**原文**
-=-=-=-=-
その中古住宅はなぜ安い?憂慮すべき5つの理由を解説

中古住宅が安い理由は?その物件が安値である5つの理由

アットホームなどで中古住宅を探すと、相場より大幅に安い物件を見かけることがあります。

しかし「不動産には掘り出し物はない」といわれ、傷みが激しくそのままでは住めない、法的な理由によって建て替えできない、欠陥があっても文句を言えないなど、安い中古住宅には相応の理由があります。

中古住宅が安い理由をお調べの方へ向けて、憂慮すべき9つのことをご紹介しましょう。

目次

1. 築年数が古く水回りの傷みが激しい

中古住宅が安い理由として最も多いのが、築年数が古く傷みが激しく、大規模なリフォームを施さなければ居住できないという理由です。

安い中古住宅の多くは、キッチンやトイレ、浴室などの水回りが汚い、床下が腐朽しつつ床がフカフカする、雨漏りがあるなど値段相応の傷みがあります。
-=-=-=-=-
**記録データ**
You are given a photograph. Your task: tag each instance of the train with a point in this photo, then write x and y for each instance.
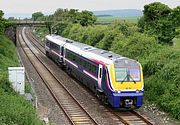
(114, 79)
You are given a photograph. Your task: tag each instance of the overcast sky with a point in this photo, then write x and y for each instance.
(30, 6)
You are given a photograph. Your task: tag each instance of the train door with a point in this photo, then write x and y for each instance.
(100, 71)
(62, 54)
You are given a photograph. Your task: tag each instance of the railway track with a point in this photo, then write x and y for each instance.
(65, 100)
(126, 117)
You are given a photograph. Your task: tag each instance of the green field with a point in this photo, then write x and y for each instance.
(112, 19)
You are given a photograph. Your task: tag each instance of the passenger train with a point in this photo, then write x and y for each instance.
(115, 79)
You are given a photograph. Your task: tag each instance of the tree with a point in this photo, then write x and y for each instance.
(176, 16)
(37, 15)
(87, 18)
(158, 22)
(1, 14)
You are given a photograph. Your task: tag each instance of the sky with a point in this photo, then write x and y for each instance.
(49, 6)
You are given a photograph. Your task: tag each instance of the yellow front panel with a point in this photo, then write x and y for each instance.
(126, 86)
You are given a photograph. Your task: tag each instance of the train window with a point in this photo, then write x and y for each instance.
(121, 74)
(127, 74)
(100, 72)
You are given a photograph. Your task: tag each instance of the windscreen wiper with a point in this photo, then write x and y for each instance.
(132, 79)
(124, 79)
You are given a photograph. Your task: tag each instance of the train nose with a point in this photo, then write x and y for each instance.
(128, 102)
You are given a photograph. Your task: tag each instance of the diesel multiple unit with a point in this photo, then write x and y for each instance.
(115, 79)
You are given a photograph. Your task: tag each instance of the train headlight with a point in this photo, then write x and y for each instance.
(116, 91)
(137, 91)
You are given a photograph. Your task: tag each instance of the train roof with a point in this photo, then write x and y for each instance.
(106, 56)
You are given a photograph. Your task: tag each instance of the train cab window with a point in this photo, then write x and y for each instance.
(127, 74)
(121, 74)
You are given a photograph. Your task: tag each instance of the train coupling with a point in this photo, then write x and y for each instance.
(128, 102)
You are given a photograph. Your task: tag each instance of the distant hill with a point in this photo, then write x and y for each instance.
(120, 13)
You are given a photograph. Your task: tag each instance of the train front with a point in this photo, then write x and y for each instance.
(127, 83)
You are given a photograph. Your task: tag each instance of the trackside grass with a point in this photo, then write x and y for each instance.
(14, 110)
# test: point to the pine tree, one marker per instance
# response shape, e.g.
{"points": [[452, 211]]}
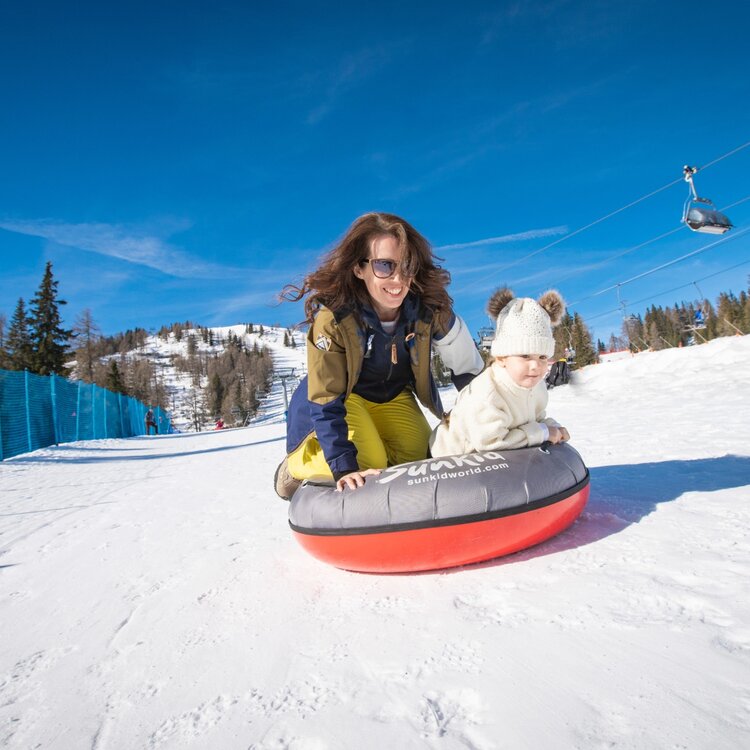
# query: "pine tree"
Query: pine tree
{"points": [[49, 338], [19, 348], [3, 352], [87, 334]]}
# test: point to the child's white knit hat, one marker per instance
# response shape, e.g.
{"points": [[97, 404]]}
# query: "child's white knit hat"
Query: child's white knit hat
{"points": [[524, 326]]}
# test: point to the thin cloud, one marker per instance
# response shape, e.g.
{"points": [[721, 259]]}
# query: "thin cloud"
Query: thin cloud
{"points": [[123, 243], [531, 234], [351, 71]]}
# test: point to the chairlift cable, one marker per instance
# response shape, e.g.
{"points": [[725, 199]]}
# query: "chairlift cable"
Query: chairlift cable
{"points": [[611, 214]]}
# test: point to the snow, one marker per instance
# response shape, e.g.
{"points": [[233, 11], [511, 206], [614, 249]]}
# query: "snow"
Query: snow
{"points": [[153, 597]]}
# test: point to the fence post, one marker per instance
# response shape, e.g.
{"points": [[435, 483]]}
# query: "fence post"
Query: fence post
{"points": [[1, 430], [28, 412], [53, 395]]}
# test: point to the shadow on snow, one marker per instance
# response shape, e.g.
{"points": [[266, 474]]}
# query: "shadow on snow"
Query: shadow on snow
{"points": [[59, 456]]}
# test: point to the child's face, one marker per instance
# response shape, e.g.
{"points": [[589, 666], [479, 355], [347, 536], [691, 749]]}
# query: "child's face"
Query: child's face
{"points": [[525, 370]]}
-=-=-=-=-
**作業内容**
(A) 中古住宅を扱った原文から、「アットホームなどで中古住宅を探すと、相場より大幅に安い物件を見かけることがあります。」という一文を英語に訳すこと。
(B) 原文の一部を、そのまま書き写すこと。「中古住宅が安い理由は?その物件が安値である5つの理由」という語句のある箇所から始め、「中古住宅が安い理由をお調べの方へ向けて、憂慮すべき9つのことをご紹介しましょう。」の後で止める。

**解答一覧**
(A) When you search for used houses on At Home and elsewhere, you may come across properties priced far below the market rate.

(B)
中古住宅が安い理由は?その物件が安値である5つの理由

アットホームなどで中古住宅を探すと、相場より大幅に安い物件を見かけることがあります。

しかし「不動産には掘り出し物はない」といわれ、傷みが激しくそのままでは住めない、法的な理由によって建て替えできない、欠陥があっても文句を言えないなど、安い中古住宅には相応の理由があります。

中古住宅が安い理由をお調べの方へ向けて、憂慮すべき9つのことをご紹介しましょう。